> _DIRECTIONS_: Restate each entry word for word, leaving nothing out.

> _INPUT MATERIAL_:
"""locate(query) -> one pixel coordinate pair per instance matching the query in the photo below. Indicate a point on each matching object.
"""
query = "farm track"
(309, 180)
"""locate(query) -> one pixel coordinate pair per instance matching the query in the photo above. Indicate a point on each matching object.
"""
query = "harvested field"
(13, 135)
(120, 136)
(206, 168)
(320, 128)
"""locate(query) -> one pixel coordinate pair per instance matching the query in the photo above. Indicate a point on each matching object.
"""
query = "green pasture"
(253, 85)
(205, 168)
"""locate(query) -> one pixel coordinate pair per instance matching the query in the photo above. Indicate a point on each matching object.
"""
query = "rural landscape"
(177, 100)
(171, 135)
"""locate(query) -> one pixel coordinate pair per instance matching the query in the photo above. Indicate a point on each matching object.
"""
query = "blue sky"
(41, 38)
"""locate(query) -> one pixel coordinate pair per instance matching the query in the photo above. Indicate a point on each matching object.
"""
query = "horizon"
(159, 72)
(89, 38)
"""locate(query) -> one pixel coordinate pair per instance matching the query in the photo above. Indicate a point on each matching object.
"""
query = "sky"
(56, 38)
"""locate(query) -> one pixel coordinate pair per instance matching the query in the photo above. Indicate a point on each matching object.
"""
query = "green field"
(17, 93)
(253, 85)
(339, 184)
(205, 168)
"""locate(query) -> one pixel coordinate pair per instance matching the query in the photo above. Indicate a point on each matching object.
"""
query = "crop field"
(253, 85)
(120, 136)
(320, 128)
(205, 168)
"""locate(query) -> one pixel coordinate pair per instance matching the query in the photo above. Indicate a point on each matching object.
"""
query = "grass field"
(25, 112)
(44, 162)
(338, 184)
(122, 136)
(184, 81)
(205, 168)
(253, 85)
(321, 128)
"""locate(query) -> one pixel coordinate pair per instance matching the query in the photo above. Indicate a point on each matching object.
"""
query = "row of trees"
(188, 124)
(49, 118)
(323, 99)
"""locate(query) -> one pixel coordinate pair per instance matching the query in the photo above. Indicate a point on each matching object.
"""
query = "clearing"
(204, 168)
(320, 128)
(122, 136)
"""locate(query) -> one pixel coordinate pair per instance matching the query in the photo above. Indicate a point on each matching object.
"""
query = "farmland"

> _OUTPUT BELOW_:
"""locate(query) -> one pixel coordinate pair per instance matching the query in the photo below. Indicate a point on each matching object.
"""
query = "farm track"
(309, 180)
"""locate(query) -> one pixel coordinate pair per instance matching the query in the photo above. Indicate a point on each matching object.
"""
query = "harvested field"
(13, 135)
(120, 136)
(206, 168)
(320, 128)
"""locate(query) -> one pixel coordinate pair per instance matching the query in the photo above. Indicate a point on each matching object.
"""
query = "green pasture"
(253, 85)
(205, 168)
"""locate(query) -> one pixel coordinate pair per instance matching the query in the photo above. Indicate a point on each matching object.
"""
query = "rural landscape"
(177, 100)
(171, 135)
"""locate(query) -> one pixel coordinate pair per instance matching the query in the photo above. Indicate a point on each matching object.
"""
query = "blue sky"
(41, 38)
"""locate(query) -> one pixel coordinate pair per instance matching the query in the photo above. Indicate a point on each matching object.
"""
query = "horizon"
(159, 72)
(89, 38)
"""locate(query) -> one pixel coordinate pair per instance matching the query in the photo above. Indicate a point on each matching object.
"""
query = "sky"
(56, 38)
"""locate(query) -> one pixel coordinate pair per instance matching the query in the photo above. Indicate a point on each matching object.
"""
query = "green field"
(17, 93)
(253, 85)
(339, 184)
(205, 168)
"""locate(query) -> one pixel coordinate pair per instance matching the query in the photo above. Indicate a point on each matching object.
"""
query = "crop field"
(253, 85)
(120, 136)
(320, 128)
(205, 168)
"""locate(query) -> one pixel coordinate pair per instance matching the query in the photo above. Indicate a point on each matching object.
"""
query = "grass field"
(25, 112)
(44, 162)
(338, 184)
(122, 136)
(184, 81)
(205, 168)
(253, 85)
(321, 128)
"""locate(query) -> one pixel coordinate pair per instance matching the query in the photo above. Indicate a point on each matching object.
"""
query = "row of trees"
(188, 124)
(49, 118)
(323, 99)
"""locate(query) -> one pixel coordinate pair per instance matching the query in the photo above. Indicate a point on each matching object.
"""
query = "clearing"
(204, 168)
(320, 128)
(122, 136)
"""locate(query) -> one pixel coordinate pair per instance matching the query in the photo above. Indicate a point on each matching object.
"""
query = "farmland"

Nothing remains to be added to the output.